### WORK TASK 1:
Answer these questions about the Food Labs passage:
(a) Which two organizations are Jay Solly and Chef Barbara Pangilinan with?
(b) According to Solly and Pangilinan, what do food startups need to compete with larger companies?
(c) What is the name of Anjali Bhargava's company?
### WORK TASK 2:
Update part of the Food Labs passage, starting with the words that include "Anjali Bhargava, whose" and ending after "the Food Labs.". Replace "website" with "online listing".

Top of EXERCISE PASSAGE

Despite these offerings, many former Pilotworks makers are skeptical.  

Jay Solly and Chef Barbara Pangilinan of Brooklyn Quality Eats and Brooklyn Independent Food Collective feel that Food Labs “misses the mark” as far as what the food startup community needs right now.

“It is really a limited food model,” said Solly. “It just doesn’t seem like they understand our space.” Solly and Pangilinan believe that what food startups really need to compete with larger companies is affordable shared commercial kitchen space.

Food Labs coworking space.

Anjali Bhargava, whose company Bija Bhar makes Resilience Turmeric Elixir, had considered becoming a member, but ultimately felt that the website presented confusing messaging.

“For me, reading their descriptions, it’s super unclear what they’re doing and who they’re serving, if they’re trying to be the next Chobani incubator,” she said. As far as the lack of on-site kitchen space, she agreed, it felt like someone who doesn’t know the startup food scene is trying to manage the Food Labs.

Bottom of EXERCISE PASSAGE
Top of DATA SUPPLIED

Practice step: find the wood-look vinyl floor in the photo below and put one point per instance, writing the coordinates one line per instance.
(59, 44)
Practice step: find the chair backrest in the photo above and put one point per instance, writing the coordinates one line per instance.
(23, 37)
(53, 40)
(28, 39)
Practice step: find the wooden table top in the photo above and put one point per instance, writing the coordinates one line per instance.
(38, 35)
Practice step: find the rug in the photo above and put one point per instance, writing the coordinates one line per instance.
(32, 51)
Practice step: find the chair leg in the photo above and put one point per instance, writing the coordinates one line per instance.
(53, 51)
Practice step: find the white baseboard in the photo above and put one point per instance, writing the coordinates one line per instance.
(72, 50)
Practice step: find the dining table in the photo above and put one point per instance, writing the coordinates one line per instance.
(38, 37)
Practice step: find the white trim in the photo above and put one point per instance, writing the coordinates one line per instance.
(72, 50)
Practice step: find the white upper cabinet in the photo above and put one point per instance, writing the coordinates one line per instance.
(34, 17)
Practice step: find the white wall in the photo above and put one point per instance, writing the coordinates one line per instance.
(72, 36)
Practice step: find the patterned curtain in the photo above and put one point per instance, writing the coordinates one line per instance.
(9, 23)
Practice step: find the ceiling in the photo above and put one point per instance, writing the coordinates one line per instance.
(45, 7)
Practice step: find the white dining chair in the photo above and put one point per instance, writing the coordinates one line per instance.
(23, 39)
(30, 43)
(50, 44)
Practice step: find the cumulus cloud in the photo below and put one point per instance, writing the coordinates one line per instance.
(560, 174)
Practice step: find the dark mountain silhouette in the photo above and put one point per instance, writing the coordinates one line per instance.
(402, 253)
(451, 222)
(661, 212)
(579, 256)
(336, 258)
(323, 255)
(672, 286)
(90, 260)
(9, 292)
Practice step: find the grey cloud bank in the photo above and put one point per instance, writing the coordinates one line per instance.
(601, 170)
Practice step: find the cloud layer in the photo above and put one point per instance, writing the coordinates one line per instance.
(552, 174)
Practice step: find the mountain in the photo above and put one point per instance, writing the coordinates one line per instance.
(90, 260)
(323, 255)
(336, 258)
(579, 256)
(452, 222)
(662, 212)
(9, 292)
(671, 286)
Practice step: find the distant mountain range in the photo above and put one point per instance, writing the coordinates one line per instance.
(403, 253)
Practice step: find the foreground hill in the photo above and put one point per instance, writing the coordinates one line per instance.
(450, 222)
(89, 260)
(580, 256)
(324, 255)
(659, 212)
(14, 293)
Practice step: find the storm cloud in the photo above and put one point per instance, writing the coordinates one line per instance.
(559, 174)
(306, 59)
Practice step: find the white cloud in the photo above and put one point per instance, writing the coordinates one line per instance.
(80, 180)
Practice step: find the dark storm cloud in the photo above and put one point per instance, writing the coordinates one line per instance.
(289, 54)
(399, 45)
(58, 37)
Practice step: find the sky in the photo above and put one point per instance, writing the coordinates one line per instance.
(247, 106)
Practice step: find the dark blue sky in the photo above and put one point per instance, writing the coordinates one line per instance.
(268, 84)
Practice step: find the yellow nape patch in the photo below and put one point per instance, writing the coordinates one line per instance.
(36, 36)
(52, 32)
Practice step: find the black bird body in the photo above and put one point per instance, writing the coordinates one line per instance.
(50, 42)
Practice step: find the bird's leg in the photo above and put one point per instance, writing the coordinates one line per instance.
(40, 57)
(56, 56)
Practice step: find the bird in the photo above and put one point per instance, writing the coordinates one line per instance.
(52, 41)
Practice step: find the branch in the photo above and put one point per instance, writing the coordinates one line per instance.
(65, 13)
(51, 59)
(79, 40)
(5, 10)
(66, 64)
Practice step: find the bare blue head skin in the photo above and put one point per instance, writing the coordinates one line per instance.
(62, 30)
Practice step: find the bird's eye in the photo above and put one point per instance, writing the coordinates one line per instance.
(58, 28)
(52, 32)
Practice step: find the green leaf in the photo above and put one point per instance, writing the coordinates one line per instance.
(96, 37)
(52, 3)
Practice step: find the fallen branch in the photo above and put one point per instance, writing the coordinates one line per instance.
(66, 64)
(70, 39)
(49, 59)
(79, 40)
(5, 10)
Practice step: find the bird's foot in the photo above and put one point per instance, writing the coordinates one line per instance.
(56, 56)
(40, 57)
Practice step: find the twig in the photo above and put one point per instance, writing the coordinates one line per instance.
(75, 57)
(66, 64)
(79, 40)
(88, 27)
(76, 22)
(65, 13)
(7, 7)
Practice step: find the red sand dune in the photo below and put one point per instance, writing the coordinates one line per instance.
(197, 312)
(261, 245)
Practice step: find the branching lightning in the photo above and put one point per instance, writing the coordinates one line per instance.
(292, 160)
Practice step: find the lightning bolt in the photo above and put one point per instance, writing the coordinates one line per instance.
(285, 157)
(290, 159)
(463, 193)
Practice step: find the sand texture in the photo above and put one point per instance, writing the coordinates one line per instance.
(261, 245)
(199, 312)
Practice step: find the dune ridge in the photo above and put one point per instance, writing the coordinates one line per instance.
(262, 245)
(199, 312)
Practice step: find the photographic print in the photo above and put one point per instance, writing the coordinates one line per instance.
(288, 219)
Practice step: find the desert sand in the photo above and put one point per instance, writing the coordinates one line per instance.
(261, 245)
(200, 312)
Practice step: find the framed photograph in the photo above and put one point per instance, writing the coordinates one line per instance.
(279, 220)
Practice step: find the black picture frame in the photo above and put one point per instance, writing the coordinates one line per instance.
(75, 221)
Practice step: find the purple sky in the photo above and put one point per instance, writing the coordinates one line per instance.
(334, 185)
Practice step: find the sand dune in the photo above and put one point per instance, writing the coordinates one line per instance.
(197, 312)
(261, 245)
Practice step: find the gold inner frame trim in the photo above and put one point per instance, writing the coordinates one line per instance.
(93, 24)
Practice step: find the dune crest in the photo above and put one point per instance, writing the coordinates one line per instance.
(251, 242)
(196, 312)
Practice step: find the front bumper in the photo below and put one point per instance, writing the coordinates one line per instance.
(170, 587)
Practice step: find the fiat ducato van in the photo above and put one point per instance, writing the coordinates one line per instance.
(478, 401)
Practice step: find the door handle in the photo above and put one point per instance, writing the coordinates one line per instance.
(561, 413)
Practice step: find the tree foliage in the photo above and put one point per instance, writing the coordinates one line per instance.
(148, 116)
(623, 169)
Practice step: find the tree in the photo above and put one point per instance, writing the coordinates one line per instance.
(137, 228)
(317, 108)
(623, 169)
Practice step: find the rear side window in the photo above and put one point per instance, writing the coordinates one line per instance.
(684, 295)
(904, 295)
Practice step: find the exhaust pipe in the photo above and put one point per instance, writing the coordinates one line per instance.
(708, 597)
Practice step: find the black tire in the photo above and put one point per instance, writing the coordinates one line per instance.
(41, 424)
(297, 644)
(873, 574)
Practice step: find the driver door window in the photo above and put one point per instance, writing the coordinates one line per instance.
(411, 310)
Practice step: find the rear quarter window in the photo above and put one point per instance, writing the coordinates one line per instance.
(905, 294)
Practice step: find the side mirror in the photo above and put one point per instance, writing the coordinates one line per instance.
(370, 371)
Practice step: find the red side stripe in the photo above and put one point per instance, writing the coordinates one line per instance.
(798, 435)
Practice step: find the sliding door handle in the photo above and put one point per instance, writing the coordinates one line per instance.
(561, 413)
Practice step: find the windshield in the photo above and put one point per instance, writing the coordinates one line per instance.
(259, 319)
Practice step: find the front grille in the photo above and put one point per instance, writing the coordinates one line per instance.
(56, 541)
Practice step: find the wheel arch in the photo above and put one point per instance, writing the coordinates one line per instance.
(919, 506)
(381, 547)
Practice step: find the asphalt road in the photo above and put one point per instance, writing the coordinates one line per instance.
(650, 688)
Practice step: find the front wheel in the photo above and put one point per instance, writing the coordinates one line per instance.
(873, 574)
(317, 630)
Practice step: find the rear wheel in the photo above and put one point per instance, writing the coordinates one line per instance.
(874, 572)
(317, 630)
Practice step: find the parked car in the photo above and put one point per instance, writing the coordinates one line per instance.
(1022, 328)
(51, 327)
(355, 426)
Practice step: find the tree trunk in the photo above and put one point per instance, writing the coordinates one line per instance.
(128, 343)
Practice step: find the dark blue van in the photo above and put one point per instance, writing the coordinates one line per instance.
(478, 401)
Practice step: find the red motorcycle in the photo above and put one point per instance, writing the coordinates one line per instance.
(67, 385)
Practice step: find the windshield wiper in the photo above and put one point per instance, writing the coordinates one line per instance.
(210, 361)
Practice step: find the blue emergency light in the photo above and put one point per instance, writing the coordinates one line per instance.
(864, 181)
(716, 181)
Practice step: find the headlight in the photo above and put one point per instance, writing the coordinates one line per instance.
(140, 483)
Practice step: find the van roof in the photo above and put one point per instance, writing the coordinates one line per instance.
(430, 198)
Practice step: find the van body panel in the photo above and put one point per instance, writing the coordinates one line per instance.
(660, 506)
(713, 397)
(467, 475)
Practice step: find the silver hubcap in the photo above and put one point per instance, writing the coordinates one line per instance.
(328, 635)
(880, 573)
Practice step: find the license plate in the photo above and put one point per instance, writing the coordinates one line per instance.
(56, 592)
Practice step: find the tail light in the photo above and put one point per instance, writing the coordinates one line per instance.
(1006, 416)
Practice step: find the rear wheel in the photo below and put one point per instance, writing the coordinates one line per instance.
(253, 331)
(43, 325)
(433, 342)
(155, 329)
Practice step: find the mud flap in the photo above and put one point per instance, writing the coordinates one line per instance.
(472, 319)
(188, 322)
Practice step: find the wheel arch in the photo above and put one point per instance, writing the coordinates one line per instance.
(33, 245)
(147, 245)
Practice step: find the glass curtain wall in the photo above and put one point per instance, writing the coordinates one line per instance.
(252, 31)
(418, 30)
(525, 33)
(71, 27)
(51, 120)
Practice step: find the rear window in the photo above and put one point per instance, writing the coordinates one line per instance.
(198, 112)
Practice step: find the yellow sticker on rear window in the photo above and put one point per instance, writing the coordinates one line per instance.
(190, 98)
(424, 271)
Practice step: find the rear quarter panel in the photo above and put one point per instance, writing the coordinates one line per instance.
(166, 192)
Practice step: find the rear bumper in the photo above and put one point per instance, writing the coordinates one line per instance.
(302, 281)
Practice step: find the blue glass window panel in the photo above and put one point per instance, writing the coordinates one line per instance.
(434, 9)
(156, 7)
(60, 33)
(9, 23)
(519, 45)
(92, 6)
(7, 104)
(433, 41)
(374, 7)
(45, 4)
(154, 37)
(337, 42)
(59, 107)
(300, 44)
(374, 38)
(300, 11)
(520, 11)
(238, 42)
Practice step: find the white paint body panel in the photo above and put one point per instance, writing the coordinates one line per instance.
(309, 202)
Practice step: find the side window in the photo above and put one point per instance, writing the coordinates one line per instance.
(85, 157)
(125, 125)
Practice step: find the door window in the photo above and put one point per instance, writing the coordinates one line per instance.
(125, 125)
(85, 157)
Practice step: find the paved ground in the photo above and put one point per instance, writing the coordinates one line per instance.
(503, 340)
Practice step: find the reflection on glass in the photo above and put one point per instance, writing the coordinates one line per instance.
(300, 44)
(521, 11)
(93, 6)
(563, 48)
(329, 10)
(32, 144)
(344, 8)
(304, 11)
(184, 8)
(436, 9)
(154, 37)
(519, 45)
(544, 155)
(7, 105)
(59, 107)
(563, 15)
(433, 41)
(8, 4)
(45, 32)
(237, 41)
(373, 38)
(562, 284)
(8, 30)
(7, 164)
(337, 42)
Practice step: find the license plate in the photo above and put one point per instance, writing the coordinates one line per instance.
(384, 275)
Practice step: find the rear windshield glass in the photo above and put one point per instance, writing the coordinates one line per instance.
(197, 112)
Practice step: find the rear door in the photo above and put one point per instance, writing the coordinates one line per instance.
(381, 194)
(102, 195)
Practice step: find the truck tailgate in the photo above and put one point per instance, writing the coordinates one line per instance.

Bottom of DATA SUPPLIED

### RESPONSE AREA 1:
(a) Brooklyn Quality Eats and Brooklyn Independent Food Collective
(b) Affordable shared commercial kitchen space
(c) Bija Bhar

### RESPONSE AREA 2:
Anjali Bhargava, whose company Bija Bhar makes Resilience Turmeric Elixir, had considered becoming a member, but ultimately felt that the online listing presented confusing messaging.

“For me, reading their descriptions, it’s super unclear what they’re doing and who they’re serving, if they’re trying to be the next Chobani incubator,” she said. As far as the lack of on-site kitchen space, she agreed, it felt like someone who doesn’t know the startup food scene is trying to manage the Food Labs.